任务目标 1 - 你能把下面数据行中从含有“Keypoint placement: for each instance of the star-shaped”的那一行起、一直到数据行末尾的各行原样照录下来吗?首尾两行都要包括在内。

文本节选 -
☆ ☆ ☆ ☆

爬虫 Chrome 驱动镜像制作

爬虫 Chrome 驱动镜像制作,支持前端动态数据渲染的页面解析。

Tomcat

$ docker pull tomcat:9.0.37-jdk8-openjdk
$ docker run --name tomcat -p 8080:8080 -e TZ=Asia/Shanghai -d tomcat:9.0.37-jdk8-openjdk
$ docker exec -it tomcat bash

安装Chrome

# 中科大镜像源(如遇失败,请重启容器)
# https://mirrors.ustc.edu.cn/help/index.html
root@d5209675ae2b:/usr/local/tomcat# cat /etc/os-release
cp -a /etc/apt/sources.list /etc/apt/sources.list.bak
sed -i 's/deb.debian.org/mirrors.ustc.edu.cn/g' /etc/apt/sources.list
sed -i 's|security.debian.org/debian-security|mirrors.ustc.edu.cn/debian-security|g' /etc/apt/sources.list
apt-get update

root@d5209675ae2b:/usr/local/tomcat# wget https://dl.google.com/linux/direct/google-chrome-stable_current_amd64.deb
root@d5209675ae2b:/usr/local/tomcat# apt install ./google-chrome-stable_current_amd64.deb
root@d5209675ae2b:/usr/local/tomcat# google-chrome --version

安装ChromeDriver

# 注意:chromedriver版本要和chrome对应
# https://npm.taobao.org/mirrors/chromedriver/
# https://repo.huaweicloud.com/chromedriver/
root@d5209675ae2b:/usr/local/tomcat# mkdir -p /opt/chrome
root@d5209675ae2b:/usr/local/tomcat# wget https://npm.taobao.org/mirrors/chromedriver/105.0.5195.52/chromedriver_linux64.zip -P /opt/chrome
root@d5209675ae2b:/usr/local/tomcat# cd /opt/chrome
root@d5209675ae2b:/opt/chrome# unzip chromedriver_linux64.zip

安装中文字体

root@d5209675ae2b:/opt/chrome# apt-get install fontconfig
root@d5209675ae2b:/opt/chrome# fc-list :lang=zh
root@d5209675ae2b:/opt/chrome# mkdir /usr/share/fonts/myfonts

# 在电脑上找到微软雅黑字体文件(msyh.ttf、msyhbd.ttf)

☆ ☆ ☆ ☆

给定数据 -

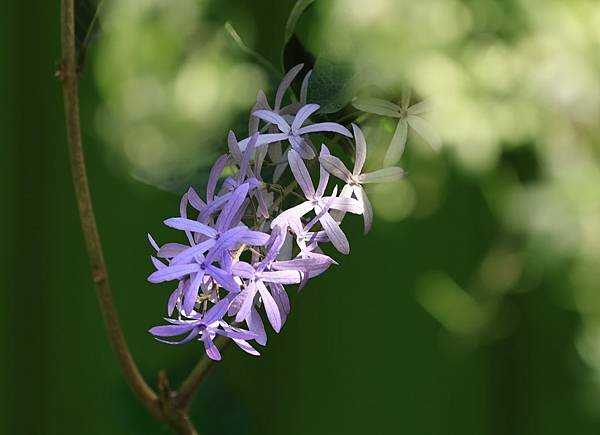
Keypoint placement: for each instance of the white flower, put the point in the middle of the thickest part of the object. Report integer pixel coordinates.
(355, 179)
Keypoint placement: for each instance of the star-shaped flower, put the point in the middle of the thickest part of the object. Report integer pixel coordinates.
(354, 180)
(294, 133)
(316, 201)
(408, 116)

☆ ☆ ☆ ☆

任务目标 2 - 能否从上面那篇讲爬虫 Chrome 驱动镜像制作的文本中,原样摘出从“root@d5209675ae2b:/opt/chrome# apt-get install”到“# 在电脑上找到微软雅黑字体文件(msyh.ttf、msyhbd.ttf)”的这一段?

正确答案 1 -
Keypoint placement: for each instance of the star-shaped flower, put the point in the middle of the thickest part of the object. Report integer pixel coordinates.
(354, 180)
(294, 133)
(316, 201)
(408, 116)

正确答案 2 -
root@d5209675ae2b:/opt/chrome# apt-get install fontconfig
root@d5209675ae2b:/opt/chrome# fc-list :lang=zh
root@d5209675ae2b:/opt/chrome# mkdir /usr/share/fonts/myfonts

# 在电脑上找到微软雅黑字体文件(msyh.ttf、msyhbd.ttf)